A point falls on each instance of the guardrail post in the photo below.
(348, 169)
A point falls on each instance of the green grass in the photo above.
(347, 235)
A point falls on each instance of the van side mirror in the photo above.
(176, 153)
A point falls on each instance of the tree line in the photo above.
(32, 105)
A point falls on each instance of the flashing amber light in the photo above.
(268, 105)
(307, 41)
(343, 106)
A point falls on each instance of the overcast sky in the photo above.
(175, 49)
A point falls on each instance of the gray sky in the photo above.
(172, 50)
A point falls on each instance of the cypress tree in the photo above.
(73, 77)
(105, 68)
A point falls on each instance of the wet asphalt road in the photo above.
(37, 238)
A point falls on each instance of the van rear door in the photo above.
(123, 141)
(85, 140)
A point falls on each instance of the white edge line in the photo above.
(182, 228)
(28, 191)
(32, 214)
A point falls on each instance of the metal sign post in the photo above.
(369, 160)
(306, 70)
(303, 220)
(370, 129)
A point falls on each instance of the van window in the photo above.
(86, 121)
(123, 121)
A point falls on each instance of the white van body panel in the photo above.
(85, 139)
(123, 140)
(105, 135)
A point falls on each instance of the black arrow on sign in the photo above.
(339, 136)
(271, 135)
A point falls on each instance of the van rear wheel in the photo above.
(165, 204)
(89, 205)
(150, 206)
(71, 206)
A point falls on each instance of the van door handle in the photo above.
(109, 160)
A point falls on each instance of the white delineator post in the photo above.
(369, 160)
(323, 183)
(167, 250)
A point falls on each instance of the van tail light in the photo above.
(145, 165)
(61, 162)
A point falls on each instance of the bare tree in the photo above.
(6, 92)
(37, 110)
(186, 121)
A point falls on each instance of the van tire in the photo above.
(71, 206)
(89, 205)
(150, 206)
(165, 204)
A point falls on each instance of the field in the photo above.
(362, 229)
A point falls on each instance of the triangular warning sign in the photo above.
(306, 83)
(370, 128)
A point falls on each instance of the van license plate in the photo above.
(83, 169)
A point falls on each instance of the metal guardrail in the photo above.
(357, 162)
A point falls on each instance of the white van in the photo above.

■ **YOUR GOAL**
Set out exactly the run of lines that begins at the line holding "A point falls on each instance of the overcast" and ends at the last line of the data.

■ **FINISHED ANSWER**
A point falls on each instance of the overcast sky in the photo above.
(175, 49)
A point falls on each instance of the gray sky in the photo above.
(172, 50)
A point falls on each instance of the cypress tree in the photo above.
(73, 77)
(105, 68)
A point falls on each instance of the wet asphalt road in the photo above.
(37, 238)
A point falls on each instance of the van rear door in the photo above.
(123, 141)
(85, 140)
A point falls on each instance of the white edge line in the photo above.
(182, 228)
(28, 191)
(32, 214)
A point falls on each instance of the metal sign post in the photo above.
(369, 160)
(306, 70)
(303, 220)
(370, 129)
A point falls on each instance of the van window in the photo above.
(86, 121)
(123, 121)
A point falls on each instance of the white van body panel in the photo above.
(85, 139)
(123, 140)
(105, 135)
A point falls on each instance of the black arrow on sign in the photo above.
(339, 136)
(271, 135)
A point falls on each instance of the van rear wheel in the photo above.
(165, 204)
(89, 205)
(150, 206)
(71, 206)
A point falls on each instance of the van door handle in the photo above.
(109, 160)
A point falls on each instance of the white delineator post in the photo above.
(369, 160)
(323, 183)
(167, 250)
A point falls on each instance of the van tail light in the photo above.
(145, 165)
(61, 162)
A point falls on each instance of the bare tree in the photo above.
(6, 92)
(37, 110)
(186, 121)
A point falls on each instance of the van tire in the photo above.
(71, 206)
(89, 205)
(150, 206)
(165, 204)
A point falls on each instance of the field in the photo above.
(362, 229)
A point falls on each instance of the triangular warning sign in the photo above.
(306, 83)
(370, 128)
A point falls on each instance of the van license plate in the photo above.
(83, 169)
A point falls on each instance of the metal guardrail in the photo above.
(357, 162)
A point falls on each instance of the white van in the photo above.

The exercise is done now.